-------- EXTRAIT DU TEXTE
Euro 2016 : comment la Mannschaft a progressé en devenant multiculturelle
Le regain de forme de l'équipe d'Allemagne depuis une dizaine d'années est dû en grande partie au vote d'une loi sur la nationalité. Explications.
United colors of Germany. C'est ainsi que beaucoup d'Allemands perçoivent l'équipe Multikulti [multiculturelle, en allemand] de Joachim Löw, lors de cet Euro 2016. Depuis une dizaine d'années, la Mannschaft a intégré progressivement des joueurs issus de l'immigration, notamment turque. Et les résultats sont revenus : l'Allemagne enchaîne face à la France, jeudi 6 juillet, sa sixième demi-finale de suite dans une grande compétition. Mais si on avait montré la photo de l'équipe à un joueur des années 1990, il n'en aurait sans doute pas cru ses yeux. Cette Mannschaft Multikulti est le fruit de quinze ans de travail acharné sur tous les fronts.
----------------
#### CONSIGNE:
Reprenez l'article sur la Mannschaft multiculturelle après sa dernière phrase et poursuivez-le sur quelques lignes.
-------- ENREGISTREMENTS FOURNIS
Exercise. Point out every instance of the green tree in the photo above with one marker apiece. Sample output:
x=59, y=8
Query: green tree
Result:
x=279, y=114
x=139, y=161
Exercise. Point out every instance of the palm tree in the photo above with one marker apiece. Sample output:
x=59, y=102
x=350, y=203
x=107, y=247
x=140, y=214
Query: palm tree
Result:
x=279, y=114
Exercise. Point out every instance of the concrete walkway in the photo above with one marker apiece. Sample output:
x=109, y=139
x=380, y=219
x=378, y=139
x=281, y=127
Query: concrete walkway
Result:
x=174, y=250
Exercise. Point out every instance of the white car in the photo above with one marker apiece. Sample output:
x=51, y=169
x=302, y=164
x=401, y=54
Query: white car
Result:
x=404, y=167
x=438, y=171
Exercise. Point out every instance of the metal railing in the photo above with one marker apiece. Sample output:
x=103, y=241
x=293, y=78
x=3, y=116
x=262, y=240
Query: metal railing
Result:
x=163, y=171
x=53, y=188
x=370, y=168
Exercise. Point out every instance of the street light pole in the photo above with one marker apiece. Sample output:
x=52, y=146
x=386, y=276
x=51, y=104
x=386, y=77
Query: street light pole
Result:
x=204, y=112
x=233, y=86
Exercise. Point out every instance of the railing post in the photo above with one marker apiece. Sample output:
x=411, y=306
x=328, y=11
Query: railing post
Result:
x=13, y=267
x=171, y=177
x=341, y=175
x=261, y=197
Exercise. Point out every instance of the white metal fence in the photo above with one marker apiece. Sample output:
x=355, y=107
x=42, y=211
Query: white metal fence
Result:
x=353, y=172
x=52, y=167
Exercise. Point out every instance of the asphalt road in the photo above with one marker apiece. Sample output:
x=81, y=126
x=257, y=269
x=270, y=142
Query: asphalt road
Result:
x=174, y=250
----------------
#### RÉPONSE RÉDIGÉE:
Pendant un siècle, la loi barre la route aux enfants d'immigrés
Premier gros obstacle pour élargir le vivier de joueurs : la très contraignante loi sur la nationalité, établie en 1913, et qui n'avait pas bougé d'une virgule jusqu'en 1999. Le droit du sang - la nationalité est transmise par les parents - point barre. Ce qui va priver l'Allemagne de tous les talents pourtant présents parmi les trois millions de travailleurs immigrés présents dans le pays dans les années 1960. Ponctuellement, la Mannschaft incorpore des joueurs qui ne sont pas nés en Allemagne, mais les cas demeurent rarissimes. Parmi les vainqueurs de la Coupe du monde 1954, Jupp Posipal, né en Roumanie. Et au sein des champions du monde 1974, Rainer Bonhof, un temps détenteur d'un passeport néerlandais. La même année est retenu le premier joueur noir sous le maillot blanc (en 1931 pour la France). Mais du passage d'Erwin Kostedde au sein de l'équipe, on retiendra surtout... les comportements racistes des spectateurs, rappelle le magazine spécialisé FourFourTwo.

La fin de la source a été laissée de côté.